* [Request]
Give the lines below, from the line with "Outline every instance of the concrete" through the line with "M 77 82 L 72", as a Markdown table with the columns Line No and Text. Include both of those end lines, skip any blank lines, and number the rest in order.
^^^^^^^^^^^^^^^^
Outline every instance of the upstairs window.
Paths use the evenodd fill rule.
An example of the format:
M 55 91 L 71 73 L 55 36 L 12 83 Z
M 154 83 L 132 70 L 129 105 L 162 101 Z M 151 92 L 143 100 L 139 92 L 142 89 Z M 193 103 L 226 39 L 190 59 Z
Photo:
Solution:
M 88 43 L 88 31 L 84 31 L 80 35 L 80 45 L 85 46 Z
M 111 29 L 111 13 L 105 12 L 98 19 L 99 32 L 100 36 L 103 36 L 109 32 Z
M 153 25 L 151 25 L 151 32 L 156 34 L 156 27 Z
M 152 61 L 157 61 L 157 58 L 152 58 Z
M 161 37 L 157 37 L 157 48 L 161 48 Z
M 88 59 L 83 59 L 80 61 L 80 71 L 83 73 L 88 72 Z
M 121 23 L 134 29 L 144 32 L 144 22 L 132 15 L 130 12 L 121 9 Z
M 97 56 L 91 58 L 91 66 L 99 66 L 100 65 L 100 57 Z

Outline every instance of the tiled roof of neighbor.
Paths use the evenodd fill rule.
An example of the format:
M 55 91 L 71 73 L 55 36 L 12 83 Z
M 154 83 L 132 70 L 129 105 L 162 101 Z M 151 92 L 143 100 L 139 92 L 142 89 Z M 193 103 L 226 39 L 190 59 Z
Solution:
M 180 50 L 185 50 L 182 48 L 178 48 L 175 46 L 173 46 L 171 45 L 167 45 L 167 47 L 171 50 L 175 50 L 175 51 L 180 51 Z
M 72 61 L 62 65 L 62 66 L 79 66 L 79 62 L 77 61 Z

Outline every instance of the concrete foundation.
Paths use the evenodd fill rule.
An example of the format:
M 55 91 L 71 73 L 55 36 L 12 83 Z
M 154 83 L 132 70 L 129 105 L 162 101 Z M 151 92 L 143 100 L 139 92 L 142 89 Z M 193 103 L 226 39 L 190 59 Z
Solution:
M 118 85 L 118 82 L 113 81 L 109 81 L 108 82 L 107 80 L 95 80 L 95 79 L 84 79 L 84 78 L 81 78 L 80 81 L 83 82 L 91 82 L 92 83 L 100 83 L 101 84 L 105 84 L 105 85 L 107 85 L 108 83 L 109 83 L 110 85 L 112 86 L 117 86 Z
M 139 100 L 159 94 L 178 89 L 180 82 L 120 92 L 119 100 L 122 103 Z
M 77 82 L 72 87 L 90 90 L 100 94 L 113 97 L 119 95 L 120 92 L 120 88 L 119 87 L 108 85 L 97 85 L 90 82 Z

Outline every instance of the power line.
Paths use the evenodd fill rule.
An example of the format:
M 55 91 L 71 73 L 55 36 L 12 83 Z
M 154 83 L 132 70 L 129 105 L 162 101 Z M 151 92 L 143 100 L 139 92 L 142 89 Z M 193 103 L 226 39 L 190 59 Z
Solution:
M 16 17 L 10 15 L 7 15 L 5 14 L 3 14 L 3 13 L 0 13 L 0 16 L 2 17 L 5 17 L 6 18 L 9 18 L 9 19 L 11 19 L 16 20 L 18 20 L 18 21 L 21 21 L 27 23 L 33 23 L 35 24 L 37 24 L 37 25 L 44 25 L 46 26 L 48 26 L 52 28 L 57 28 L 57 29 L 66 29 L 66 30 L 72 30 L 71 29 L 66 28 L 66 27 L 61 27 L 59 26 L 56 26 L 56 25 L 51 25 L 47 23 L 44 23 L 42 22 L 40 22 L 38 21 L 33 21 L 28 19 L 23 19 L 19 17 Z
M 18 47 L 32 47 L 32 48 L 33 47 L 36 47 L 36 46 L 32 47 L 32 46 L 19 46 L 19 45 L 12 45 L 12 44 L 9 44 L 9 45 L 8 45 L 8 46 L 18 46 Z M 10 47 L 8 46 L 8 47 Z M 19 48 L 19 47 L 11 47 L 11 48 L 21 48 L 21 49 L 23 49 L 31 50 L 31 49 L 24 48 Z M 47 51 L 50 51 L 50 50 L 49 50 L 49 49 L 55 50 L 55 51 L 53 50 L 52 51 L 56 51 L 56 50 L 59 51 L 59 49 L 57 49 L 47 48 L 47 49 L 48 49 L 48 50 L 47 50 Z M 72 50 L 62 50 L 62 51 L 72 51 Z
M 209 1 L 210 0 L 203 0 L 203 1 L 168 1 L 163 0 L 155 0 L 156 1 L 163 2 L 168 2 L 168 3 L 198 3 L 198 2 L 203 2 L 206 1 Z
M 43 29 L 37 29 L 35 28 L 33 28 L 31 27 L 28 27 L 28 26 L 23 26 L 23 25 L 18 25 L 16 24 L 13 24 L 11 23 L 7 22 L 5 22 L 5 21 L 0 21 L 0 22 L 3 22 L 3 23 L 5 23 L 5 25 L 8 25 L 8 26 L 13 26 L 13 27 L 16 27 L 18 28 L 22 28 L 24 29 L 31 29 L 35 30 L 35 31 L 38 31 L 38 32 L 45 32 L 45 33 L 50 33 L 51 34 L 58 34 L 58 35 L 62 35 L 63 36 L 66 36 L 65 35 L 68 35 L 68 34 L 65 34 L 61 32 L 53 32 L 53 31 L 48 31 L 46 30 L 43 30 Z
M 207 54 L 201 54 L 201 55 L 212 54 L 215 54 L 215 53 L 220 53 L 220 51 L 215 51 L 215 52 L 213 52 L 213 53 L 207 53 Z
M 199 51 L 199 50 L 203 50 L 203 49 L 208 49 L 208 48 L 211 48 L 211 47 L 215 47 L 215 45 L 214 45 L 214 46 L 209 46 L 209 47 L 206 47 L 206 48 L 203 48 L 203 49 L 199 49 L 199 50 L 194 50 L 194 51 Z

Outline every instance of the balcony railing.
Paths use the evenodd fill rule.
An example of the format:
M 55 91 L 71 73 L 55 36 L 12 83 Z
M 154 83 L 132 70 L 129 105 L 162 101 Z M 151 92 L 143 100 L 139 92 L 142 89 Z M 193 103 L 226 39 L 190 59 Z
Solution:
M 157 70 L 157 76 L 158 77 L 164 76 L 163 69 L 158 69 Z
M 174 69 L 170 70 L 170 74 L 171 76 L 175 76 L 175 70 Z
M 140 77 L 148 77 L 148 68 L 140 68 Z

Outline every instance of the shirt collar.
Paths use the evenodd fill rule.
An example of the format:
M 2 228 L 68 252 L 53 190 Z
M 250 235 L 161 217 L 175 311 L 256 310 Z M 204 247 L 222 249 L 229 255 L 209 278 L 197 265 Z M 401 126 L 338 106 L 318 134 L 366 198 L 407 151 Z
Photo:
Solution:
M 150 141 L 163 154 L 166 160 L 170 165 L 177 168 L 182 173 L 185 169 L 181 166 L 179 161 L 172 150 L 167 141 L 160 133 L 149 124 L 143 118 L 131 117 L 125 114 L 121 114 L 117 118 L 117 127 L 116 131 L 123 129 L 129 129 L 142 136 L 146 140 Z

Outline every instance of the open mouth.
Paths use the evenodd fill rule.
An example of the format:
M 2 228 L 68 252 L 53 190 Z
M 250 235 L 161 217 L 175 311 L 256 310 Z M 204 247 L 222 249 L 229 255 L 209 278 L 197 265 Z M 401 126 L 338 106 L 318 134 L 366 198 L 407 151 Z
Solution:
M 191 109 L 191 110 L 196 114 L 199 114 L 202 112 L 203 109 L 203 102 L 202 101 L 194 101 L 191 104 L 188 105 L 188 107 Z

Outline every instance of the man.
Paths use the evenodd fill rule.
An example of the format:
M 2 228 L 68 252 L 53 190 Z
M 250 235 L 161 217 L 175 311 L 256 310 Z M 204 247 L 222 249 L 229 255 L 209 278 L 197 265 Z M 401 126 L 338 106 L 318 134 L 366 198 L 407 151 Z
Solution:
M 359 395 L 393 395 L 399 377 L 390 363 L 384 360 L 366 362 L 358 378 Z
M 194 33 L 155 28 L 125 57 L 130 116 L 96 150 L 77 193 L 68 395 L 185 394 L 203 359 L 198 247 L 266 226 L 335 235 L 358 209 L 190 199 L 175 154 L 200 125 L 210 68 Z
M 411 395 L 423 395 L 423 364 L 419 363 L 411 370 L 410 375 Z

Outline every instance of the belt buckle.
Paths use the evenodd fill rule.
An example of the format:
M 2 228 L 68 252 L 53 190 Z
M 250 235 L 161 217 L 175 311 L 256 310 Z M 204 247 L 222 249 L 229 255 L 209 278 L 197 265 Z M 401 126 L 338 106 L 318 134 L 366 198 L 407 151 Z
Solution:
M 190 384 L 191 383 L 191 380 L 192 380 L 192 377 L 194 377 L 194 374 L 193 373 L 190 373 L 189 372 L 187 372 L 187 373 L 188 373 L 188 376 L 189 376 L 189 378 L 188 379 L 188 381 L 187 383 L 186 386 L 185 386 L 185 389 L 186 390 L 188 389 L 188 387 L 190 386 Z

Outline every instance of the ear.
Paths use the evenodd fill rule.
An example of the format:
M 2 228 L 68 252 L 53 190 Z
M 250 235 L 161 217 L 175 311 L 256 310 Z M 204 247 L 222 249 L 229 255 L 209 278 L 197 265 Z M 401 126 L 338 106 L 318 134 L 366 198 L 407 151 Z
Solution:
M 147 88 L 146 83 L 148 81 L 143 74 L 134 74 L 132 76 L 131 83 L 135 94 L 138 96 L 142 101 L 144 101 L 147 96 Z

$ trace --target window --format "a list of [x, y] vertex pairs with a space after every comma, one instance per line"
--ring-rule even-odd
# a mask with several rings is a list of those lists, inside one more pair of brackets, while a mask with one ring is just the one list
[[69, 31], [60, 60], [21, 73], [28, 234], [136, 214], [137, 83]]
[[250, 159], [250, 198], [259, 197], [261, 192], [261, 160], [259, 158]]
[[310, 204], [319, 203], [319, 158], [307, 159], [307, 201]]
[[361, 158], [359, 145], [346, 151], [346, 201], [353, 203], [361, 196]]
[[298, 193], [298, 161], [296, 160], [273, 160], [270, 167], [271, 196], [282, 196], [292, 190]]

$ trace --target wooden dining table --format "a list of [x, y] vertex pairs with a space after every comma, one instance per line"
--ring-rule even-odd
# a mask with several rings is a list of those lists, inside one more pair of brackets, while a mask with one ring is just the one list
^^^^^^^^^^^^^^^^
* [Exercise solution]
| Line No | Text |
|---|---|
| 1 | Outline every instance of the concrete foundation. |
| 2 | Paths use the evenodd fill rule. |
| 3 | An example of the format: |
| 4 | M 55 91 L 71 73 L 55 36 L 12 83 Z |
| 5 | M 154 83 L 132 70 L 129 105 L 162 101 Z M 151 92 L 143 100 L 139 92 L 142 89 Z M 193 103 L 226 39 L 190 59 Z |
| 6 | Solution: |
| 7 | M 118 85 L 118 82 L 113 81 L 109 81 L 108 82 L 107 80 L 95 80 L 95 79 L 84 79 L 84 78 L 81 78 L 80 81 L 83 82 L 91 82 L 92 83 L 100 83 L 101 84 L 105 84 L 105 85 L 107 85 L 108 83 L 109 83 L 110 85 L 112 86 L 117 86 Z |
| 8 | M 139 100 L 159 94 L 178 89 L 180 82 L 120 92 L 119 100 L 122 103 Z |
| 9 | M 77 82 L 72 87 L 90 90 L 100 94 L 113 97 L 119 95 L 120 92 L 120 88 L 119 87 L 108 85 L 97 85 L 90 82 Z |